_Instructions for the task_: Each line from the one holding "Dear assistant, the user would like the forested" to the last line below must be written out exactly, with no other output.

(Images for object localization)
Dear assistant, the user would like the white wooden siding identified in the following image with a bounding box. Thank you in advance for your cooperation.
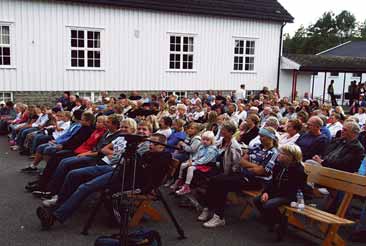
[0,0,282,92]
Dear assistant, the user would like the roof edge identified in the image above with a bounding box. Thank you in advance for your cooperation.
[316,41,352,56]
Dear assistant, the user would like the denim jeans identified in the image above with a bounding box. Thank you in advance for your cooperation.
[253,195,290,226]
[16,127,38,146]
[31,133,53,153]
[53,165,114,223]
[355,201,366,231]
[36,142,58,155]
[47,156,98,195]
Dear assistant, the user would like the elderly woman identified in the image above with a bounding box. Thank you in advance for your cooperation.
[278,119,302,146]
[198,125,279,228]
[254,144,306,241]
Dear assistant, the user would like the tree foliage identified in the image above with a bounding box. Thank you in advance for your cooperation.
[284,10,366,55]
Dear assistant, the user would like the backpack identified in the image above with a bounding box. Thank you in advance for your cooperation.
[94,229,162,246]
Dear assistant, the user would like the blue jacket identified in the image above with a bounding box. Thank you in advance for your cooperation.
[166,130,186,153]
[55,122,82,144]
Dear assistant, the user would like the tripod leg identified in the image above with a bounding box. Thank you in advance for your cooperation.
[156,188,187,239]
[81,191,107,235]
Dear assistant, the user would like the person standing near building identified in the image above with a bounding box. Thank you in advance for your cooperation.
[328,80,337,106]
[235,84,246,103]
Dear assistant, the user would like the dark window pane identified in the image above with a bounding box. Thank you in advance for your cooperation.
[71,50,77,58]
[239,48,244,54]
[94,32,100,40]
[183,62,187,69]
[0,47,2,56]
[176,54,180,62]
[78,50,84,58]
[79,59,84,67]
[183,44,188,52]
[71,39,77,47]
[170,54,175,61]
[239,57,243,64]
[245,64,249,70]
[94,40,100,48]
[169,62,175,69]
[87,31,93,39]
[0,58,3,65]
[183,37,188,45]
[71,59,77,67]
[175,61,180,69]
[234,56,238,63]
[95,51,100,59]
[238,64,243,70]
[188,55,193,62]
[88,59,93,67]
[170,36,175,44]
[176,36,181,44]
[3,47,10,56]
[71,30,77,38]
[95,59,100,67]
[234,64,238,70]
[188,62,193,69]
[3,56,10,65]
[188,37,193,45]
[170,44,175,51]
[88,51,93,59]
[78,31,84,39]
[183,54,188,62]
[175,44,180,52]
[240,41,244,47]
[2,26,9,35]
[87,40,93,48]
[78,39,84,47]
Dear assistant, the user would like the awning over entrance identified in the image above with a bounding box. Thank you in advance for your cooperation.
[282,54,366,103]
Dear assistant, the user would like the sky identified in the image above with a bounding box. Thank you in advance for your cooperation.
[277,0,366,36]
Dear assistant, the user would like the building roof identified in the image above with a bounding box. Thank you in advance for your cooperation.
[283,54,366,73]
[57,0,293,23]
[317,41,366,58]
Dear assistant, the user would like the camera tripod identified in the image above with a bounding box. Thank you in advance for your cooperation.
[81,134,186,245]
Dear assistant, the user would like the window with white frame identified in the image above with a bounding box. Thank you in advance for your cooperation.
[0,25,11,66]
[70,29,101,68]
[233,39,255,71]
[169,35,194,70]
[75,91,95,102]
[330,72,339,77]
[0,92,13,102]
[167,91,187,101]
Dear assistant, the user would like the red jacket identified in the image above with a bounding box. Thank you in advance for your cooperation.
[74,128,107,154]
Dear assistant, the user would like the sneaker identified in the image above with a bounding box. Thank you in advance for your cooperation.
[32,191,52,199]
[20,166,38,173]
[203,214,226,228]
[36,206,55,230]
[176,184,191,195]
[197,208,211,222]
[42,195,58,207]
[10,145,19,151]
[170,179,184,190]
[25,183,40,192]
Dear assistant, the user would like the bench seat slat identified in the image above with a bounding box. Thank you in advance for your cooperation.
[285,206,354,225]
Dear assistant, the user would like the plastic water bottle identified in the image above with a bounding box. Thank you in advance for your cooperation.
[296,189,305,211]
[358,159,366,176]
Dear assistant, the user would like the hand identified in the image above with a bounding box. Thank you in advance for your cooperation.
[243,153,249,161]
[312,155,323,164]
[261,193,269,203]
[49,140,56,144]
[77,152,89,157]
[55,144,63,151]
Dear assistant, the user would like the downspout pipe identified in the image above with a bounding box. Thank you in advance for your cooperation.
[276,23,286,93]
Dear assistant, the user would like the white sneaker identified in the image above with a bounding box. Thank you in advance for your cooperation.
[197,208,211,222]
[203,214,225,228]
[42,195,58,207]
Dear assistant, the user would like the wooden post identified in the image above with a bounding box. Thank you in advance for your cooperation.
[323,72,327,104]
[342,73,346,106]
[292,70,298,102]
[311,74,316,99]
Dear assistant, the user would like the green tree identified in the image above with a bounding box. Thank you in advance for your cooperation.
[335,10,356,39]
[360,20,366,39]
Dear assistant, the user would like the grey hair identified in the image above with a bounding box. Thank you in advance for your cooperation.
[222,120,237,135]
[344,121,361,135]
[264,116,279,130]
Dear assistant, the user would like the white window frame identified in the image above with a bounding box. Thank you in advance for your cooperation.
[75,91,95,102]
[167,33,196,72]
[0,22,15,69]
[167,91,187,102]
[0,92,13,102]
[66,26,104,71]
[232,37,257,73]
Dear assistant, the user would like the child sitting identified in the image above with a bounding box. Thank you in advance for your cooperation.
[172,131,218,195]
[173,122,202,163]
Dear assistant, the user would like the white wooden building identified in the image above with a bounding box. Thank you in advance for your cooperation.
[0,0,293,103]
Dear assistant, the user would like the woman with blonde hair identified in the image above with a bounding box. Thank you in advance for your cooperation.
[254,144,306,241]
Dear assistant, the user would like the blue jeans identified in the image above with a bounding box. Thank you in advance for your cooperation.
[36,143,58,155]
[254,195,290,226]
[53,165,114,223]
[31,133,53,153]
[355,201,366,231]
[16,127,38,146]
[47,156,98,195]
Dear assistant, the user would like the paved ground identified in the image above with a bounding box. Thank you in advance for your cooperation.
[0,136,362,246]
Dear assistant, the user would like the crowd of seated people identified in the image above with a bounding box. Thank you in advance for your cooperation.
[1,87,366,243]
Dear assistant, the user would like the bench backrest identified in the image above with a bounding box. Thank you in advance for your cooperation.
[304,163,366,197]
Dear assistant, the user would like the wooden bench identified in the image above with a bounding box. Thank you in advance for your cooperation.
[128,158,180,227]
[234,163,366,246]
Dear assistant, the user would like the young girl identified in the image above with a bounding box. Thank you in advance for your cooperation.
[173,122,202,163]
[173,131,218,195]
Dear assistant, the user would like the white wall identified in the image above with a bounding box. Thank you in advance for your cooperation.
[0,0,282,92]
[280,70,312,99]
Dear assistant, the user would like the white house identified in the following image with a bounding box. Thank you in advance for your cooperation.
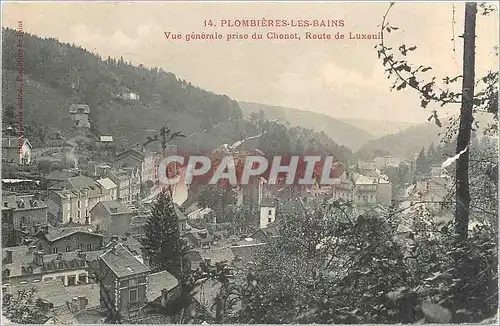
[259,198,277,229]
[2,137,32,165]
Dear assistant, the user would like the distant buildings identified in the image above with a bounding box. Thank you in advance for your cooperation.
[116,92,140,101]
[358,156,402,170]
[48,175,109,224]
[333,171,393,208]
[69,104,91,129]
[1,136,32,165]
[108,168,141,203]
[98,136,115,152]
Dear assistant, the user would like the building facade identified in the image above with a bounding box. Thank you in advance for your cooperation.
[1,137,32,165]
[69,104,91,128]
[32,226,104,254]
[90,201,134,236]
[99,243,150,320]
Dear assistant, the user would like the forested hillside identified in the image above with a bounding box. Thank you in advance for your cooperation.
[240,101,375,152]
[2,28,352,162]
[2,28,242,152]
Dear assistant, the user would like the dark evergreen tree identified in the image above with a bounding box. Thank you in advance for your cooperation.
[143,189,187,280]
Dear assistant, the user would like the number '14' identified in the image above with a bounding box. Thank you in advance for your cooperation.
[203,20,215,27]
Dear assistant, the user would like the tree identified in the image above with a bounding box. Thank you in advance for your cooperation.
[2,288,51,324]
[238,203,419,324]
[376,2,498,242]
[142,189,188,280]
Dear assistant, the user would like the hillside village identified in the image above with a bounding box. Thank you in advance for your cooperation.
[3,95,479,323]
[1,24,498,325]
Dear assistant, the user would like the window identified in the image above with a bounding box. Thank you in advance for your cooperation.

_Answer section_:
Dear assistant, the user would like the forested hillside identified in the image above with a bounding box. Thank you in advance for your cooperation.
[240,101,375,152]
[2,28,352,162]
[2,28,242,152]
Dear assistant, the user would like the dark evergreen tree identified in the image above with a bounding box. Thank you in advance for your cooperation.
[143,189,187,280]
Dear assistant, the user would like the number '14' identified in the image above with a bounding box. Thank you in advance for your cooperation.
[203,20,215,27]
Dear assistant, the user would like the tree identified in the image above with a bounding box. Thank you in advance for your cooperation.
[2,288,51,324]
[238,203,419,324]
[376,2,498,242]
[142,189,188,280]
Dear assistant, the user would like the hillside village identified in the image above with a bounding box. Thank you in advance for your cooperation.
[3,95,479,323]
[1,24,498,325]
Dear assistant, the user would like the window identified in the image above with a bounding box. Thank you in advance for your cooperation.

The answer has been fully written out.